> _Your assignment_: Each record, exactly as written, should be printed again.

> _Supplied records_:

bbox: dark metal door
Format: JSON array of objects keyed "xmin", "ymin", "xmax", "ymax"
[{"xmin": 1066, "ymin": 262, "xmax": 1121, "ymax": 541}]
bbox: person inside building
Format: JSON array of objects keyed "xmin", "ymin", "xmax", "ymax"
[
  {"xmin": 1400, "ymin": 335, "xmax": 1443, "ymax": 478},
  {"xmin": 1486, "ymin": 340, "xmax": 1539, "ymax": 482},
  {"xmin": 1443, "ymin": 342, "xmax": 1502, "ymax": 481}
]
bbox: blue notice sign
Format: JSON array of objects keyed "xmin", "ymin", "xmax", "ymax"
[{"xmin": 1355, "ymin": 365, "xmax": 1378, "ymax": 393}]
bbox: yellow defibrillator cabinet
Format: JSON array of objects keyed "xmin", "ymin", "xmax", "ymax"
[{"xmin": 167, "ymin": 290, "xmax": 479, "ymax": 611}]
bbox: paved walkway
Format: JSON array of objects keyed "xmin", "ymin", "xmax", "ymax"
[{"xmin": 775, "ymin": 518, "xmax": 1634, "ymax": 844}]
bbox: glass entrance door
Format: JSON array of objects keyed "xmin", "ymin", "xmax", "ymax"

> _Result_:
bbox: dark metal door
Format: JSON array of objects keyed "xmin", "ymin", "xmax", "ymax"
[{"xmin": 1066, "ymin": 262, "xmax": 1121, "ymax": 541}]
bbox: person inside building
Format: JSON array of objects keyed "xmin", "ymin", "xmax", "ymax"
[
  {"xmin": 1400, "ymin": 335, "xmax": 1443, "ymax": 478},
  {"xmin": 1486, "ymin": 340, "xmax": 1539, "ymax": 482},
  {"xmin": 1443, "ymin": 342, "xmax": 1502, "ymax": 481}
]
bbox: blue notice sign
Format: JSON array of objects keyed "xmin", "ymin", "xmax", "ymax"
[{"xmin": 1355, "ymin": 365, "xmax": 1378, "ymax": 393}]
bbox: yellow defibrillator cabinet
Format: JSON array of objects keyed "xmin", "ymin", "xmax", "ymax"
[{"xmin": 167, "ymin": 290, "xmax": 479, "ymax": 611}]
bbox: paved walkway
Format: JSON array of objects keyed "xmin", "ymin", "xmax", "ymax"
[{"xmin": 775, "ymin": 518, "xmax": 1634, "ymax": 844}]
bbox: glass entrance door
Format: JSON array of objects keyed "xmin", "ymin", "xmax", "ymax"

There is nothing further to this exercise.